§ TASK TO CARRY OUT
Reproduce word for word the stretch of the learning-lunch passage below from "MBM – making" through "for 30 minutes.".
═══ PAGE EXTRACT
In the midst of all this an organisation I know and have worked with as a blogger for the past six months came up with an idea called – you guessed it – the ‘learning lunch’. How we love our alliteration!

MBM’s Sticky Learning Lunches

MBM – making Business Matter, the home of sticky learning is running a series of half-hour ‘Sticky Learning Lunch’ sessions – theirs are daily, not weekly like mine – on topics like the GROW model and personal development planning.
I came across them on LinkedIn, of course.

The concept is simple. One presenter,  Nathan Simmonds, to date,  stands in front of a webcam, armed only with his voice, a whiteboard and a pen and he talks to an unseen (to him and us) audience, the size of which I know not, for 30 minutes.
Nathan is good, great even. He is engaging, enthusiastic, knowledgeable. He prompts for our participation through the chat feature of the app. You can see his eyes scanning his screens for questions and comments and he works what we say into his delivery without missing a beat – it’s a marvel to behold! He occasionally sips from a mug of tea, barely pausing.

Nathan is the master of the killer point, one that resonates with you, makes you realise where you’ve been going wrong, or going right. Moreover, he fills you with enthusiasm to go and apply what he’s been talking about. He calls them keepers. At the beginning of each session, we’re told to write our keepers down.

The GROW Learning Lunch

The GROW model is a good one from its name alone. You know where it’s going from the start. Nathan devoted one learning lunch to each letter, Monday thru’ Thursday.

Day 1. ‘G’

He wrote it down on the whiteboard. Goal. He talked about having SMART objectives but not SMART goals. Make the goals big, ambitious, stretching and gave a great example from personal experience about achieving sales targets. The goal has to be magnetic, it has to pull people towards it. A keeper, I wrote it down.

Day 2. ‘R’

Reality. Up it went on the whiteboard again.
══════
═══ STORED DATA
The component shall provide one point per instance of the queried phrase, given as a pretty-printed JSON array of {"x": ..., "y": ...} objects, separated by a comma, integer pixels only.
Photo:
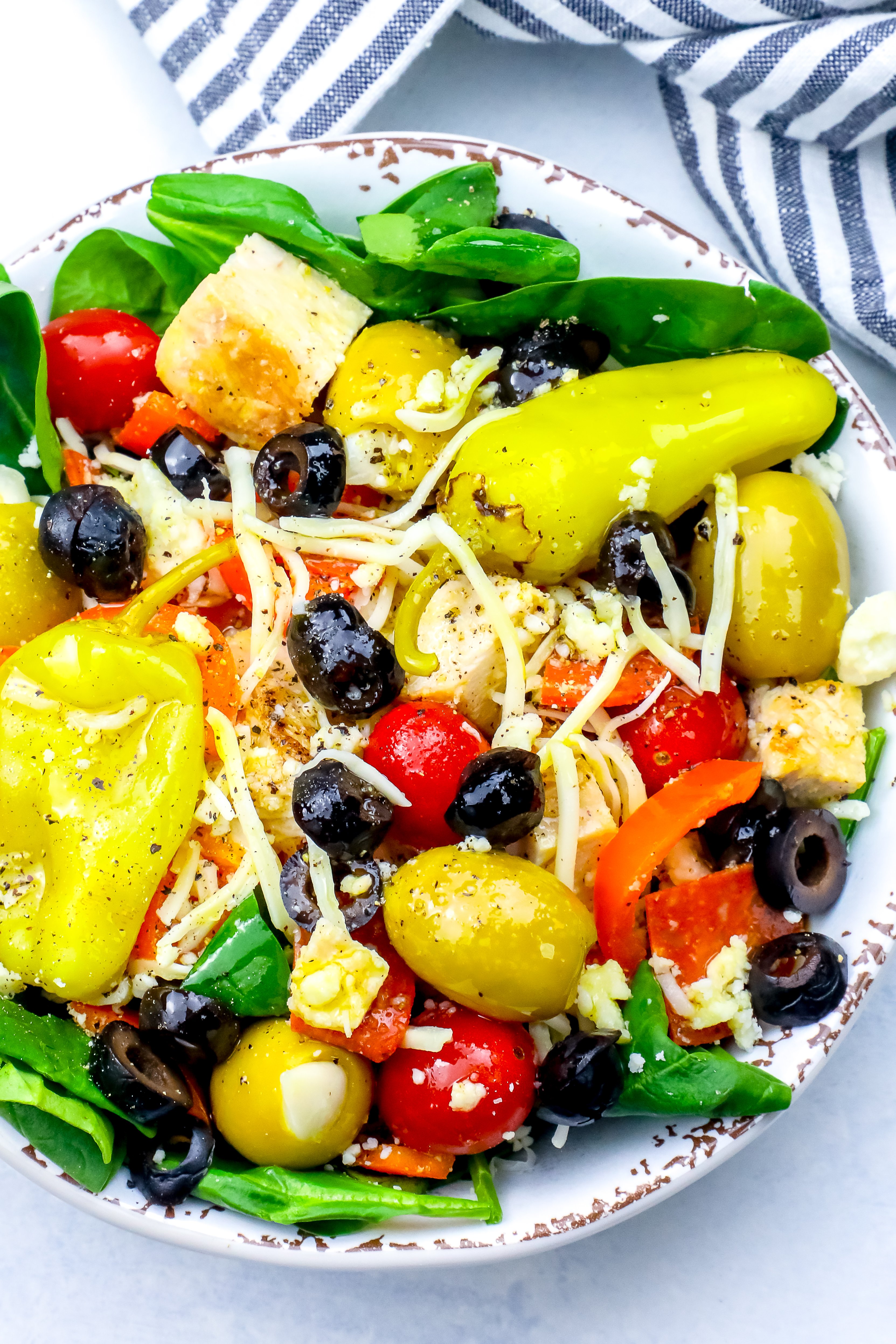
══════
§ RESPONSE
MBM – making Business Matter, the home of sticky learning is running a series of half-hour ‘Sticky Learning Lunch’ sessions – theirs are daily, not weekly like mine – on topics like the GROW model and personal development planning.
I came across them on LinkedIn, of course.

The concept is simple. One presenter,  Nathan Simmonds, to date,  stands in front of a webcam, armed only with his voice, a whiteboard and a pen and he talks to an unseen (to him and us) audience, the size of which I know not, for 30 minutes.